• **What is being asked**:
Please set down the data below word for word, keeping every line and its order unchanged.

• **Materials provided**:
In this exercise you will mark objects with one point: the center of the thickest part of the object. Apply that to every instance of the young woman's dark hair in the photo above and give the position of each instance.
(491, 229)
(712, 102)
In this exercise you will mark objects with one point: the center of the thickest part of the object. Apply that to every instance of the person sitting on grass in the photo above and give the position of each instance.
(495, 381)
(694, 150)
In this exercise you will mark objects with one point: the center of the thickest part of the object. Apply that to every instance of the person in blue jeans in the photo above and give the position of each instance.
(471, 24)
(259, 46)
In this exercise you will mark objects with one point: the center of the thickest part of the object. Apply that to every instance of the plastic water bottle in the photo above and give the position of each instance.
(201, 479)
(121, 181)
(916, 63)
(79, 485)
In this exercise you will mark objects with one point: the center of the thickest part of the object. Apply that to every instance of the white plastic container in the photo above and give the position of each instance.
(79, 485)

• **Output for this task**:
In this exercise you will mark objects with one point: the center of the thickest part of the object. Apply that to every instance of the young woman's dark hair in the photo above and give the position of each instance.
(491, 229)
(712, 102)
In this exercise you will mark objects with one point: the center of the thickest part of the object. Apply that to every instance of the person sitting on grass in the photo above and give the position of each instance.
(495, 381)
(694, 150)
In this exercise you will mark objects with one point: the center of the thickest part of the object. Apply that to every instance of the person in blue jeans in the photo above and give the position of each instance.
(471, 24)
(259, 46)
In this exercise you will mark objects with one point: the center of the thickest part of the object. Apply that to every instance of the plastic water bottle in the photo above and give the position of each instance.
(201, 479)
(121, 181)
(916, 63)
(79, 485)
In this exercise you will mark objects with one point: the center of the thickest part of the object. Apply that to every instance of the white plastic container in the photo above and give the position of each instance.
(79, 485)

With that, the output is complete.